- _Prompt_
If an entry holds a picture, drop the picture but restate the entry word for word.
::::
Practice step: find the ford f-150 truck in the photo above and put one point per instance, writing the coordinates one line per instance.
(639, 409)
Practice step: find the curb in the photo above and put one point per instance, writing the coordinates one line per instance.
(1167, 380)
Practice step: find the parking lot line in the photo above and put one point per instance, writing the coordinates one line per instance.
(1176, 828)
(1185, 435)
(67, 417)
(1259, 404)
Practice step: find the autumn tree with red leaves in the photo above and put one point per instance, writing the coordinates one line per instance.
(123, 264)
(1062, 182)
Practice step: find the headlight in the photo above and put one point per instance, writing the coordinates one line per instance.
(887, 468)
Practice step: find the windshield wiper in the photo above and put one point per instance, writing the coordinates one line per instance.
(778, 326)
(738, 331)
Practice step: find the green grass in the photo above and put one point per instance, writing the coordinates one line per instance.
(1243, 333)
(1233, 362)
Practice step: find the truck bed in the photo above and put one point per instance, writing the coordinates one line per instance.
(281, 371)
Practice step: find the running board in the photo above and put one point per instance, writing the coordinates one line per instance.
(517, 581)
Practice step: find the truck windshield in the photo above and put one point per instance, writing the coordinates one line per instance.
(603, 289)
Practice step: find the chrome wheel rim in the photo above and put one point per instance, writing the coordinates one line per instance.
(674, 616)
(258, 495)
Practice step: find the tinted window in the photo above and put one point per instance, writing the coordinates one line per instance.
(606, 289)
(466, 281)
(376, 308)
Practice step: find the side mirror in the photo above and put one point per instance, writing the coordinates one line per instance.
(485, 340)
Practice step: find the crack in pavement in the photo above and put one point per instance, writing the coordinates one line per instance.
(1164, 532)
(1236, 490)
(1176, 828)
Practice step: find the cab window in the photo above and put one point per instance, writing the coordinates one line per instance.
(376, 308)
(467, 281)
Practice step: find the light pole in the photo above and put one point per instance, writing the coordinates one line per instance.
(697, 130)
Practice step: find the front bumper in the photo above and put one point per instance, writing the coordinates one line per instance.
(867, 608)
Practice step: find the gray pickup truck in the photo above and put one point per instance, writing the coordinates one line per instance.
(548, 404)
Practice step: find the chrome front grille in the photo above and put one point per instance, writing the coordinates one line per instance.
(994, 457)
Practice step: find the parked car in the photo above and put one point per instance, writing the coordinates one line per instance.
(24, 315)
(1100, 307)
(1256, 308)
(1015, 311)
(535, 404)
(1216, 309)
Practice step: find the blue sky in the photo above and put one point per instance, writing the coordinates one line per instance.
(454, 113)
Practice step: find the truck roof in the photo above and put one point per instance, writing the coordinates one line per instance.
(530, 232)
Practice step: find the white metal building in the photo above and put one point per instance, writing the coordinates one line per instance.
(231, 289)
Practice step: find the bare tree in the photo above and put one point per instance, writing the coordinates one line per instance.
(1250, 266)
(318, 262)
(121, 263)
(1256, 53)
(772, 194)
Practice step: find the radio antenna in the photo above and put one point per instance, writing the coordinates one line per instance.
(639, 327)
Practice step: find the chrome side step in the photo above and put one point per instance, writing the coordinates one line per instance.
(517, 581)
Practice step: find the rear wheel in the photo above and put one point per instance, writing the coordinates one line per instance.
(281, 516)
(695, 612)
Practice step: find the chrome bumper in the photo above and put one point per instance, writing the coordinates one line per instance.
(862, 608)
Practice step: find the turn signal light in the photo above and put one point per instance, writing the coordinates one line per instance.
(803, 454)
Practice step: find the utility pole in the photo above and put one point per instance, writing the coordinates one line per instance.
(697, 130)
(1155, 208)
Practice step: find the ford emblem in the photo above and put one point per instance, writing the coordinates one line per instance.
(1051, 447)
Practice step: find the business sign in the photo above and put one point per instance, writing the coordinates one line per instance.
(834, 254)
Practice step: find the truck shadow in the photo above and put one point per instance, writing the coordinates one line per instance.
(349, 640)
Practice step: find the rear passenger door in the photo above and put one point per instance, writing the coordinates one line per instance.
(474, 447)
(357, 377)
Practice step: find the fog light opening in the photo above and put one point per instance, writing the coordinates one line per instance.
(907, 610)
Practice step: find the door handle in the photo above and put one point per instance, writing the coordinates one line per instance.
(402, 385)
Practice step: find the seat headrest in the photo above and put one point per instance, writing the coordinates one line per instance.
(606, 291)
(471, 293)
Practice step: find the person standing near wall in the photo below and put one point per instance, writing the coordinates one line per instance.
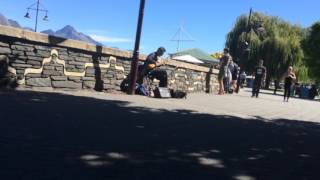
::::
- _Exercise response_
Practice step: find the ford f-150 truck in the photo above and put one point per instance, writing the coordinates one line per instance.
(639, 409)
Practice step: find the curb in the photo above and put one point per instance, writing the coordinates one line per instance.
(1167, 380)
Practice step: find the parking lot line in the photo above and put one point per instance, writing the coordinates one line per instance.
(1176, 828)
(1185, 435)
(67, 417)
(1259, 404)
Practice step: find the autumn tree with red leaves in the photo above and put one point per instance, writing the coordinates one line per instance.
(123, 264)
(1062, 182)
Practice step: find the headlight in the photo above and put one point per instance, writing the coordinates one line per instance.
(887, 468)
Practice step: find the windshield wiper in the photo above and put one point per instance, writing the coordinates one line per instance.
(778, 326)
(738, 331)
Practice step: find the green grass in the photo above and put one point per instance, writing the coordinates one line per instance.
(1243, 333)
(1233, 362)
Practice step: find the truck bed in the photo above and put one point per instance, writing the coordinates one line per instance.
(281, 371)
Practice step: find the running board in the photo above and put one point per instance, writing the coordinates one line per instance.
(517, 581)
Practice step: find the truck windshield in the photo above and put one point per instance, writing the coordinates one line per instance.
(603, 289)
Practice step: find the chrome wheel rim in the photo above and put one point per instance, writing the coordinates one line per instance.
(674, 616)
(258, 495)
Practice step: find the tinted window in the photo above and put one point per instance, writing the coordinates one line per instance.
(606, 289)
(466, 281)
(376, 308)
Practice step: find the side mirror in the photo above and put one point per instance, writing the coordinates one line per instance.
(485, 340)
Practice step: find the crack in pavement in the photo above and put one point per instance, writing the coordinates one line per instance.
(1164, 532)
(1236, 490)
(1176, 828)
Practice step: find the cab window in the photo above and put one point per instance, writing the coordinates one line per instance.
(376, 308)
(467, 281)
Practice step: find the light pole in the photo above and put one point per instance, writing the coordinates one line per instance.
(697, 130)
Practice step: find the front bumper in the photo above and put one point per instance, writing the coordinates one line per instance.
(867, 608)
Practice step: find the gray pickup truck in the photo above and put one point per instance, writing the coordinates one line per instance.
(548, 404)
Practice step: find the chrome front grille in the photo above and put one point per instance, writing the coordinates one line per instance.
(994, 457)
Practice step: find the parked car in the photo above and put one point per instance, writing the coordinates one line per instance.
(24, 315)
(1100, 307)
(1256, 308)
(1015, 311)
(535, 404)
(1216, 309)
Practice step: find the blue sky in the photo above and put one point per instance, writing the coordinates one line per instance.
(454, 113)
Practice step: find the truck roof in the photo above and put one point per instance, writing the coordinates one line per instance.
(530, 232)
Practice step: find the white metal building in the photo above and put one point per instance, writing the coordinates one line per instance.
(231, 289)
Practice step: find the bare tree in the photo above and put one point per instance, writing the coordinates one line per instance.
(1250, 266)
(318, 262)
(121, 263)
(1256, 53)
(772, 194)
Practice step: find the radio antenna in the photo above and put one point per instance, writing the coordinates one line per instance.
(639, 327)
Practice step: find the chrome side step in the photo above and put one point per instance, writing the coordinates one line per instance.
(517, 581)
Practice step: find the rear wheel in the photo above and put one point per instance, writing the coordinates one line per instance.
(281, 516)
(695, 612)
Practice step: find the chrome bumper in the photo above and put one point per instance, writing the coordinates one line per instance.
(862, 608)
Practice step: find the turn signal light in the photo above and put one point per instance, writing the coordinates one line per instance.
(803, 454)
Practice step: find the utility pole in the photo above and put one point per instance, writing the coordinates one line per instance.
(697, 130)
(1155, 208)
Practice step: find the ford emblem in the photo above and put one point per instance, writing the coordinates one line per instance.
(1051, 447)
Practice step: find the business sign in the photo above and put one point per instance, writing the coordinates one line per instance.
(834, 254)
Practice step: find the truck shadow in the photo above and put one point per instance, writing the coordinates one line per instance.
(349, 640)
Practice step: find the rear passenger door in the photo above and put one point per instance, writing the coordinates one line per instance.
(474, 447)
(357, 377)
Practice step: find the fog light opening in the photo above and put one point per instance, writing the coordinates one line per instance.
(907, 610)
Practice step: find the door handle in the photo above and put one point per instance, writing the coordinates one line per instance.
(402, 385)
Practice step: find the seat headrest in the photo above and put one point per instance, writing the coordinates one line per instance.
(606, 291)
(471, 293)
Practice step: find the person standing near wall in the photo below and put one point per instance, writing the coordinates one line per instance.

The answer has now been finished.